Activity: With pictures omitted, restate the data word for word.

Records from a dataset:
+++

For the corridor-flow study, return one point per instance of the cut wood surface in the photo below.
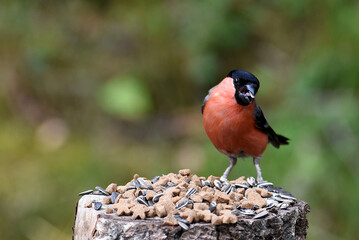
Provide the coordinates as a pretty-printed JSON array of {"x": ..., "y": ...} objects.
[{"x": 90, "y": 224}]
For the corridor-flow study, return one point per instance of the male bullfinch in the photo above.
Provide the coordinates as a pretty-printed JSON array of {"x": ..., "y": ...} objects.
[{"x": 235, "y": 124}]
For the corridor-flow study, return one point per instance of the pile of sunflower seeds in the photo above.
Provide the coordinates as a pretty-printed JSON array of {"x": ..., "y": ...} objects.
[{"x": 181, "y": 199}]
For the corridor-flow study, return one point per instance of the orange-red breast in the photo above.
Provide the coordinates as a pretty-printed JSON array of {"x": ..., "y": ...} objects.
[{"x": 234, "y": 122}]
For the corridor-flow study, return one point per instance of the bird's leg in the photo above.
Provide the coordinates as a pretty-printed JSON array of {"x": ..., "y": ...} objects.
[
  {"x": 232, "y": 162},
  {"x": 259, "y": 173}
]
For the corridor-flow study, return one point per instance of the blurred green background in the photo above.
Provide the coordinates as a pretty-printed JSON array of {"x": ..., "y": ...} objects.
[{"x": 94, "y": 91}]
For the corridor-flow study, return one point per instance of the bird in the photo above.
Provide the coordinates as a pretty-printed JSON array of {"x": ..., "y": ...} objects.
[{"x": 234, "y": 122}]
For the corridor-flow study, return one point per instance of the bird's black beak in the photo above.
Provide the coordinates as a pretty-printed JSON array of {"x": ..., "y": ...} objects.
[{"x": 245, "y": 95}]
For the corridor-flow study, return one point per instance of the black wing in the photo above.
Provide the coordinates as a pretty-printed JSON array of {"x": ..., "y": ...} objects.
[
  {"x": 206, "y": 98},
  {"x": 262, "y": 124}
]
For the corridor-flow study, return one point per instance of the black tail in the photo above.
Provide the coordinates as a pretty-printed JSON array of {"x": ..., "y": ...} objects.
[{"x": 283, "y": 140}]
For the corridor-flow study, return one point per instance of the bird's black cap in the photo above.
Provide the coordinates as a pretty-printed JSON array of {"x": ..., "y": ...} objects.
[{"x": 243, "y": 75}]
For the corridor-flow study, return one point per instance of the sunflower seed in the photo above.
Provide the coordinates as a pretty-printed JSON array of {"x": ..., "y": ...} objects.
[
  {"x": 279, "y": 199},
  {"x": 136, "y": 183},
  {"x": 247, "y": 212},
  {"x": 242, "y": 185},
  {"x": 230, "y": 189},
  {"x": 217, "y": 184},
  {"x": 97, "y": 206},
  {"x": 114, "y": 196},
  {"x": 252, "y": 181},
  {"x": 235, "y": 212},
  {"x": 225, "y": 187},
  {"x": 148, "y": 187},
  {"x": 283, "y": 206},
  {"x": 130, "y": 188},
  {"x": 103, "y": 191},
  {"x": 170, "y": 184},
  {"x": 142, "y": 200},
  {"x": 271, "y": 203},
  {"x": 261, "y": 214},
  {"x": 182, "y": 204},
  {"x": 85, "y": 192},
  {"x": 155, "y": 179},
  {"x": 287, "y": 197},
  {"x": 141, "y": 182},
  {"x": 264, "y": 184},
  {"x": 212, "y": 206},
  {"x": 206, "y": 183},
  {"x": 190, "y": 192},
  {"x": 157, "y": 197}
]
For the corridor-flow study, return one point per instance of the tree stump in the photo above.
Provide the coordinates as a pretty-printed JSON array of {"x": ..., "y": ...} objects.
[{"x": 288, "y": 224}]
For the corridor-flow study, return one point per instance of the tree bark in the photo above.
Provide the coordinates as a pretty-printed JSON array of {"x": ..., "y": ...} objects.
[{"x": 91, "y": 224}]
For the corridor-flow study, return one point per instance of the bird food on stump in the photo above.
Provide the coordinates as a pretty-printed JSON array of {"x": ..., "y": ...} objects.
[{"x": 185, "y": 206}]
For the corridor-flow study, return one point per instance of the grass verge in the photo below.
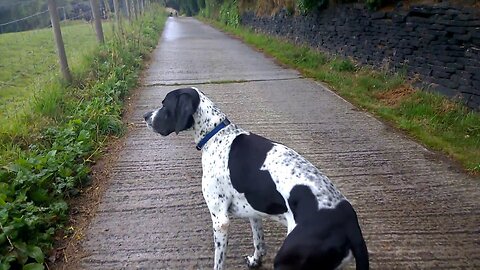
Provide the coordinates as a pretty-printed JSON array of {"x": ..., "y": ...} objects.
[
  {"x": 46, "y": 165},
  {"x": 433, "y": 120}
]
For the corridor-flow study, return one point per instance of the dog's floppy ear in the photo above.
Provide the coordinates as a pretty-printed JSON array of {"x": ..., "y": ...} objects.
[{"x": 183, "y": 112}]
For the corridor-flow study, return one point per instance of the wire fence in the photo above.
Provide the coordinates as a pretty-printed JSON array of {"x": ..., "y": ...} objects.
[{"x": 29, "y": 60}]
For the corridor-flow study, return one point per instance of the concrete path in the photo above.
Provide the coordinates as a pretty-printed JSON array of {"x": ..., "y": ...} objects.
[{"x": 416, "y": 210}]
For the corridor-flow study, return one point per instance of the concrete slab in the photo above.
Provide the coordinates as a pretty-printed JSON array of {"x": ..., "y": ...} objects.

+++

Exercise solution:
For the corridor-flow study, return one point per instance of the cut wood surface in the photo below.
Provide the coordinates as a pretty-printed JSON array of {"x": ..., "y": ...} objects.
[{"x": 90, "y": 224}]
For the corridor-flow study, return one point per instance of the male bullfinch in the photo above.
Provide the coordinates as a pretty-printed JSON array of {"x": ..., "y": ...} objects.
[{"x": 235, "y": 124}]
For the corridor-flow study, return one point per instance of the pile of sunflower seeds in the photo above.
Provide the coordinates as a pretty-printed JSON array of {"x": ..., "y": ...} objects.
[{"x": 181, "y": 199}]
For the corridor-flow study, return one point per instance of the orange-red breast in the photo above.
Provide the coordinates as a pretty-printed JSON array of {"x": ..., "y": ...} objects.
[{"x": 234, "y": 122}]
For the corridor-flow study, return one point per instance of the bird's leg in the photo above.
Provide the coordinates as a pretty-printed JSON array of {"x": ..., "y": ...} objects.
[
  {"x": 232, "y": 162},
  {"x": 259, "y": 173}
]
For the corridor-flow study, return one point per instance of the blurred green background in the photo above.
Provide the coordinates as a pretty-printed JSON array of {"x": ..., "y": ...} objects.
[{"x": 94, "y": 91}]
For the corridor-flow study, return one point per instance of the bird in the photo above.
Provide the coordinates as a pretty-printed JSON array of {"x": ..., "y": ...} objects.
[{"x": 234, "y": 122}]
For the corridor-flow study, return one point per instance of the bird's black beak in the photo above.
Provide the coordinates as a pretty-printed JSON array of {"x": ..., "y": ...} objects.
[{"x": 245, "y": 95}]
For the corridor-flow study, return one point per instance of the black wing in the photo above.
Provide the coordinates as a pretty-printed JSON array of {"x": ..., "y": ...} objects.
[
  {"x": 206, "y": 98},
  {"x": 262, "y": 124}
]
For the corridor-flow study, return one point per instance of the black tail in the photo above.
Provide the coordinates as a pretty-printed JSON array of {"x": ..., "y": ...} objects.
[{"x": 283, "y": 140}]
For the corridor-flow study, return one point per instance of the bird's black cap in the photo above.
Provide the coordinates as a pretty-printed JSON array of {"x": ..., "y": ...} objects.
[{"x": 243, "y": 75}]
For the corridor-flow study, return one point per instance of the sunflower seed in the photo above.
Provide the coordinates as a pretty-printed JSON array of {"x": ..., "y": ...} objects.
[
  {"x": 279, "y": 199},
  {"x": 136, "y": 183},
  {"x": 247, "y": 212},
  {"x": 242, "y": 185},
  {"x": 230, "y": 189},
  {"x": 217, "y": 184},
  {"x": 97, "y": 206},
  {"x": 114, "y": 196},
  {"x": 252, "y": 181},
  {"x": 235, "y": 212},
  {"x": 225, "y": 187},
  {"x": 148, "y": 187},
  {"x": 283, "y": 206},
  {"x": 130, "y": 188},
  {"x": 103, "y": 191},
  {"x": 170, "y": 184},
  {"x": 142, "y": 200},
  {"x": 271, "y": 203},
  {"x": 261, "y": 214},
  {"x": 182, "y": 204},
  {"x": 85, "y": 192},
  {"x": 155, "y": 179},
  {"x": 287, "y": 197},
  {"x": 141, "y": 182},
  {"x": 264, "y": 184},
  {"x": 212, "y": 206},
  {"x": 206, "y": 183},
  {"x": 190, "y": 192},
  {"x": 157, "y": 197}
]
For the corridor-flow study, return one point per instance of the tree stump in the photo above.
Provide the coordinates as a pretty-printed JSON array of {"x": ..., "y": ...} objects.
[{"x": 288, "y": 224}]
For the corridor-flow study, return one point per instance of the tree bark in the photo above.
Provide the coordinates as a pretty-printed JSON array of {"x": ..., "y": ...} objects.
[{"x": 91, "y": 224}]
For the corridor-flow study, return one point per instance of the bird food on stump in the photo above.
Provide the coordinates as a pretty-printed JSON array of {"x": ..., "y": ...} objects.
[{"x": 185, "y": 206}]
For the corridor-flow study, return one point per instance of the grass verge in the photo below.
Provide the coordinates as a pretty-printed JSON array of {"x": ..., "y": ...} objects.
[
  {"x": 46, "y": 165},
  {"x": 433, "y": 120}
]
For the corridor-flow study, return one point per instance of the dog's floppy ear in the photo above.
Provide the coordinates as a pretty-printed JSON array of {"x": ..., "y": ...} objects.
[{"x": 183, "y": 112}]
For the corridor-flow study, return one point per instance of the wire fence in the photo above.
Provide the coordinates as a pretty-printed JSON array of {"x": ..., "y": ...} objects.
[{"x": 29, "y": 60}]
For the corridor-flow study, return one point per instance of the concrete path in the photo above.
Provide the coordinates as a pretty-printed JSON array of {"x": ..., "y": ...} objects.
[{"x": 416, "y": 210}]
For the corridor-flow study, return one point per instance of the concrete slab in the photo above.
Provide the coordinates as a pretty-printed JSON array of {"x": ..., "y": ...} objects.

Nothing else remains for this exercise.